UH counseling services hosts anxiety workshop
A Counseling and Psychological Services Food for Thought Workshop presented on Sept. 14 focused on the widespread issue of anxiety and included tips on recognizing signs and symptoms as well as coping methods.
“We at CAPS know that anxiety concerns are very common on college campuses as over half of the students we see at CAPS have some diagnosis of an anxiety related condition,” said Kevin Siffert, a CAPS doctoral psychology intern.
According to the National Institute of Mental Health, anxiety disorders are some of the most common mental health problems on college campuses. About 18 percent of Americans over the age of 18 are affected by anxiety disorders every year, with 75 percent of them experiencing their first episode of anxiety by the age of 22.
Anxiety disorders can include, but are not limited to, obsessive-compulsive disorder, post-traumatic stress disorder, social anxiety disorder and generalized anxiety disorder.
Those who suffer from anxiety disorders may not know what they are going through, even though they can tell something is not right.
Junior education major Esmeralda Valdez attended the workshop hoping to gain perspective on what she thinks may be symptoms related to social anxiety.
“I had symptoms of social anxiety, so I came to see what kind of tips I can get,” said Valdez, who found out about the workshop online after researching learning disabilities for an education project.
While anxiety disorders can appear in different ways, most are characterized by excessive, irrational fear and dread, as opposed to rational fears or worries that trigger healthy anxiety.
“Anxiety has a very protective feature,” said Siffert, citing the natural fight or flight phenomenon. “It can occur during positive and negative events.”
Physical symptoms can include increased heart rate, shortness of breath, tremors, sweating and dizziness.
“When I’m speaking to people my mind goes completely blank,” said Valdez.“I stutter a lot and don’t know what to say.”
The presentation addressed triggers for anxiety symptoms including stress related to issues at home or work, public speaking and school.
Other triggers include cultural and diversity factors, traumatic events and fears.
Methods of coping are important to those with anxiety disorders or anxiety-related symptoms.
Siffert utilized an audio clip that guided attendees through a relaxation exercise, which focused on deep breathing.
The clip is available online at www.caps.uh.edu under self-help resources, along with other clips, videos and web links.
The workshop suggested efficient ways to cope, such as taking action, being proactive in preventing anxiety and keeping things in perspective.
Recognizing that stressful periods are common and everyone experiences anxiety differently can help with learning to cope, said Siffert.
Students who attended the workshop gave ideas about relaxing including listening to music, working on hobbies, exercising and disconnecting from the outside world by shutting down computers and turning off cell phones.
Siffert also said it is important to focus on strengths and not just weaknesses when talking about anxiety and how to get through it.
There are a variety of methods that can be used to reduce stress and anxiety, but “there is no one right way,” said Siffert.
Valdez said she enjoyed the presentation and liked the idea of using a scale of 1 to 10 to rate what you are feeling to really think about what is happening as a way to cope.
“I liked that he told us that it wasn’t the end of the world, and sometimes we think it is,” she said.
Anxiety often occurs with other common issues such as depression, eating disorders and substance abuse.
Today’s workshop, “I’m Listening Honey! Communication among Couples” addresses issues regarding communication within relationships.
Learn about other common issues by attending CAPS Food for Thought Workshops from 12 noon to 1 p.m. every Wednesday in the Student Services Center 1 Building, Conference Room 210D.
■ ■ ■
| TASK SET |
[A] Decide whether each statement below agrees with the anxiety workshop article, answering yes or no and quoting the deciding words of the article exactly. (i) The workshop took place on Sept. 14. (ii) Valdez learned about the workshop from a flyer on campus. (iii) The relaxation exercise in the audio clip centered on deep breathing.
[B] Please extract the stretch of the anxiety workshop article from "Physical symptoms can" through "on deep breathing.".

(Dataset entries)
■ ■ ■
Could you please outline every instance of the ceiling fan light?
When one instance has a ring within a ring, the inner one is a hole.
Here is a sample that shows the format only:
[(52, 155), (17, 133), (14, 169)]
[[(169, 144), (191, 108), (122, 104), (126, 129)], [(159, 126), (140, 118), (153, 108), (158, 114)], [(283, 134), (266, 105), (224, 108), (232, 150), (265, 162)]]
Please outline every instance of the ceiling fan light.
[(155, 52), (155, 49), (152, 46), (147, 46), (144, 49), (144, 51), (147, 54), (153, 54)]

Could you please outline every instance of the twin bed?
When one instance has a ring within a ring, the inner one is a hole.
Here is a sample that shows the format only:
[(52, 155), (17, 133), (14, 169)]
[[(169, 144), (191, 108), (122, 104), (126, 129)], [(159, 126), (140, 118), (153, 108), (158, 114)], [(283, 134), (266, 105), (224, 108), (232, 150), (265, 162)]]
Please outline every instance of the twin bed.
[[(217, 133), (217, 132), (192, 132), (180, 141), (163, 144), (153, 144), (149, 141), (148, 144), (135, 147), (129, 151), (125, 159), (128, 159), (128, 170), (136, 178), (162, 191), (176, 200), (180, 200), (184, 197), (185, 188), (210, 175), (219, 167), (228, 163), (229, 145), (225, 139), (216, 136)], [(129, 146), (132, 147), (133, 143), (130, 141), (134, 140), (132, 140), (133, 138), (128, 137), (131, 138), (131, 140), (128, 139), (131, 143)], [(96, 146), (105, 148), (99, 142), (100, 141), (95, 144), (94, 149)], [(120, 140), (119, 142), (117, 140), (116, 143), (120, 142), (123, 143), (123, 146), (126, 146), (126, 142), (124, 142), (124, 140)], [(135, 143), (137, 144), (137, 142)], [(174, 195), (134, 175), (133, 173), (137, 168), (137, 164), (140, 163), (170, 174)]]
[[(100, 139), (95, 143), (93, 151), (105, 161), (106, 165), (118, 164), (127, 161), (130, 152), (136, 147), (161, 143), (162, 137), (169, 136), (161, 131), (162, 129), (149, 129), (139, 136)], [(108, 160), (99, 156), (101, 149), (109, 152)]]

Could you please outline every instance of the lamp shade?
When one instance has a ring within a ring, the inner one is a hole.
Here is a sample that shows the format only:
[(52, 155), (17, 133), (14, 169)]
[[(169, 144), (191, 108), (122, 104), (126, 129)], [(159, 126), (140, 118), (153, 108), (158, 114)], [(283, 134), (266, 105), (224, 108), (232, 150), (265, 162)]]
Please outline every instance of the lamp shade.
■ ■ ■
| SOLVED PROBLEMS |
[A]
(i) Yes: "presented on Sept. 14"
(ii) No: "found out about the workshop online after researching learning disabilities for an education project"
(iii) Yes: "guided attendees through a relaxation exercise, which focused on deep breathing"

[B]
Physical symptoms can include increased heart rate, shortness of breath, tremors, sweating and dizziness.
“When I’m speaking to people my mind goes completely blank,” said Valdez.“I stutter a lot and don’t know what to say.”
The presentation addressed triggers for anxiety symptoms including stress related to issues at home or work, public speaking and school.
Other triggers include cultural and diversity factors, traumatic events and fears.
Methods of coping are important to those with anxiety disorders or anxiety-related symptoms.
Siffert utilized an audio clip that guided attendees through a relaxation exercise, which focused on deep breathing.